Records for the exercise section start
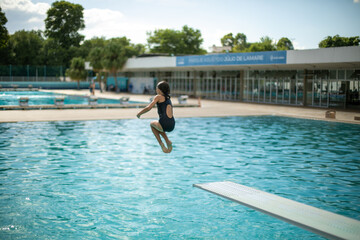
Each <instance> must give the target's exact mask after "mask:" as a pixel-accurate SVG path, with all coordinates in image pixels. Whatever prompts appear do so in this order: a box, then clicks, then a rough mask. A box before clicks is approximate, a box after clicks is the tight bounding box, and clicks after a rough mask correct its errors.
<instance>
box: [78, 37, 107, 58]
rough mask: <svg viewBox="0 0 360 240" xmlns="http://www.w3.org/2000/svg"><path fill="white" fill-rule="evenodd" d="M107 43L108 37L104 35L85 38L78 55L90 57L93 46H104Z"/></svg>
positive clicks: (80, 47)
mask: <svg viewBox="0 0 360 240" xmlns="http://www.w3.org/2000/svg"><path fill="white" fill-rule="evenodd" d="M105 45H106V39H105V38H104V37H101V38H99V37H94V38H92V39H89V40H85V41H84V42H83V43H82V44H81V45H80V47H79V48H78V49H77V53H76V56H78V57H82V58H84V59H85V60H90V59H89V54H90V52H91V50H92V49H93V48H104V47H105Z"/></svg>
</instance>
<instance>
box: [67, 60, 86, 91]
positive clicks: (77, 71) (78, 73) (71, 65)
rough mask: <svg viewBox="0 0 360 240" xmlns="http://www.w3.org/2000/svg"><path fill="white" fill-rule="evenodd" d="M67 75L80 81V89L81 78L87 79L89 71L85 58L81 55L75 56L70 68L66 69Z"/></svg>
mask: <svg viewBox="0 0 360 240" xmlns="http://www.w3.org/2000/svg"><path fill="white" fill-rule="evenodd" d="M66 76H68V77H70V78H71V79H72V80H76V81H77V83H78V89H80V80H84V79H86V76H87V72H86V70H85V60H84V59H83V58H80V57H75V58H73V59H72V60H71V65H70V68H68V69H67V70H66Z"/></svg>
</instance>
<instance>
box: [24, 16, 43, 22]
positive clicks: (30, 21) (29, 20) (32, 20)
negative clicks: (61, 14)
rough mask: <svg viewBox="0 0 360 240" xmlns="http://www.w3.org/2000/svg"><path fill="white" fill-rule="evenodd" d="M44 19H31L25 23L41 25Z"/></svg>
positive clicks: (31, 18) (38, 18) (36, 18)
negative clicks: (40, 23)
mask: <svg viewBox="0 0 360 240" xmlns="http://www.w3.org/2000/svg"><path fill="white" fill-rule="evenodd" d="M43 21H44V19H42V18H38V17H32V18H30V19H29V20H28V21H27V22H28V23H43Z"/></svg>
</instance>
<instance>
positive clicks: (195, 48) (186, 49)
mask: <svg viewBox="0 0 360 240" xmlns="http://www.w3.org/2000/svg"><path fill="white" fill-rule="evenodd" d="M147 34H148V36H149V37H148V39H147V41H148V45H149V48H150V52H152V53H168V54H174V55H178V54H205V53H206V51H205V50H204V49H202V48H201V44H202V42H203V41H204V40H203V39H202V38H201V32H200V31H199V30H194V29H192V28H190V27H188V26H187V25H185V26H183V28H182V30H181V31H178V30H173V29H159V30H155V31H154V33H151V32H148V33H147Z"/></svg>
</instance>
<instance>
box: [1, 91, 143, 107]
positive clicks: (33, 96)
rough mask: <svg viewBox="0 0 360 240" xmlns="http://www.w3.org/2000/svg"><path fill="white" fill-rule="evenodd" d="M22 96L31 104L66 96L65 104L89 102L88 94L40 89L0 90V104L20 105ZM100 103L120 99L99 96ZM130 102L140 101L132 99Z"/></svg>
mask: <svg viewBox="0 0 360 240" xmlns="http://www.w3.org/2000/svg"><path fill="white" fill-rule="evenodd" d="M20 97H28V98H29V105H53V104H54V101H55V98H56V97H65V99H64V104H85V105H87V104H88V103H89V98H88V97H86V96H74V95H65V94H58V93H52V92H40V91H5V92H2V91H0V105H19V99H20ZM97 102H98V104H119V103H120V101H119V99H106V98H98V101H97ZM129 103H138V102H134V101H130V102H129Z"/></svg>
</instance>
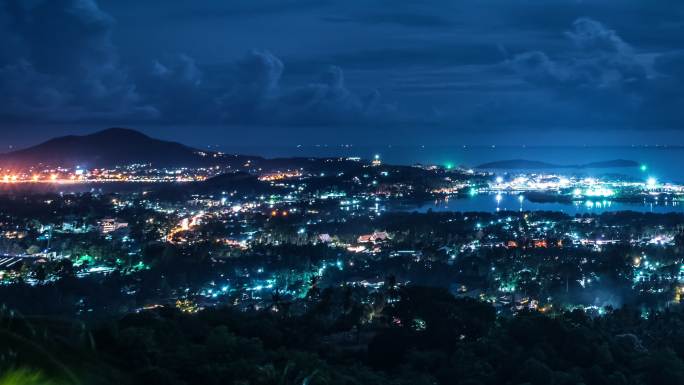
Records for the exercise section end
Directions for this task.
Give again, unchanged, only the lines from the line containing "positive clicks: (77, 71) (78, 73) (71, 65)" to the last line of the records above. Pictures do not belong in the copy.

Task answer.
positive clicks: (77, 71) (78, 73) (71, 65)
rough mask: <svg viewBox="0 0 360 240" xmlns="http://www.w3.org/2000/svg"><path fill="white" fill-rule="evenodd" d="M67 75L80 81V89L81 78L87 79L89 71L85 58L81 55L75 56L70 68L66 69Z"/></svg>
mask: <svg viewBox="0 0 360 240" xmlns="http://www.w3.org/2000/svg"><path fill="white" fill-rule="evenodd" d="M66 76H68V77H70V78H71V79H72V80H76V81H77V83H78V89H80V80H84V79H86V76H87V72H86V70H85V60H84V59H83V58H80V57H75V58H73V59H72V60H71V65H70V68H68V69H67V70H66Z"/></svg>
</instance>
<instance>
box: [24, 16, 43, 22]
positive clicks: (30, 21) (29, 20) (32, 20)
negative clicks: (61, 14)
rough mask: <svg viewBox="0 0 360 240" xmlns="http://www.w3.org/2000/svg"><path fill="white" fill-rule="evenodd" d="M44 19H31L25 23L41 25Z"/></svg>
positive clicks: (31, 18) (38, 18) (36, 18)
negative clicks: (40, 23)
mask: <svg viewBox="0 0 360 240" xmlns="http://www.w3.org/2000/svg"><path fill="white" fill-rule="evenodd" d="M43 21H44V19H42V18H38V17H32V18H30V19H29V20H28V21H27V22H28V23H43Z"/></svg>
</instance>
<instance>
positive clicks: (195, 48) (186, 49)
mask: <svg viewBox="0 0 360 240" xmlns="http://www.w3.org/2000/svg"><path fill="white" fill-rule="evenodd" d="M147 34H148V36H149V37H148V39H147V41H148V45H149V48H150V52H152V53H168V54H174V55H178V54H205V53H206V51H205V50H204V49H202V48H201V44H202V42H203V41H204V40H203V39H202V38H201V32H200V31H199V30H194V29H192V28H190V27H188V26H187V25H185V26H183V28H182V30H181V31H178V30H173V29H159V30H155V31H154V33H151V32H148V33H147Z"/></svg>
</instance>
<instance>
box: [1, 91, 143, 107]
positive clicks: (33, 96)
rough mask: <svg viewBox="0 0 360 240" xmlns="http://www.w3.org/2000/svg"><path fill="white" fill-rule="evenodd" d="M22 96L31 104L66 96L65 104L89 102L88 94L40 89L0 90V104L20 105ZM100 103L120 99L99 96ZM130 102L140 101L132 99Z"/></svg>
mask: <svg viewBox="0 0 360 240" xmlns="http://www.w3.org/2000/svg"><path fill="white" fill-rule="evenodd" d="M20 97H28V98H29V105H53V104H54V101H55V98H56V97H65V99H64V104H85V105H87V104H88V103H89V98H88V97H86V96H74V95H65V94H58V93H52V92H40V91H5V92H2V91H0V105H19V99H20ZM97 102H98V104H119V103H120V101H119V99H106V98H98V101H97ZM129 103H138V102H134V101H130V102H129Z"/></svg>
</instance>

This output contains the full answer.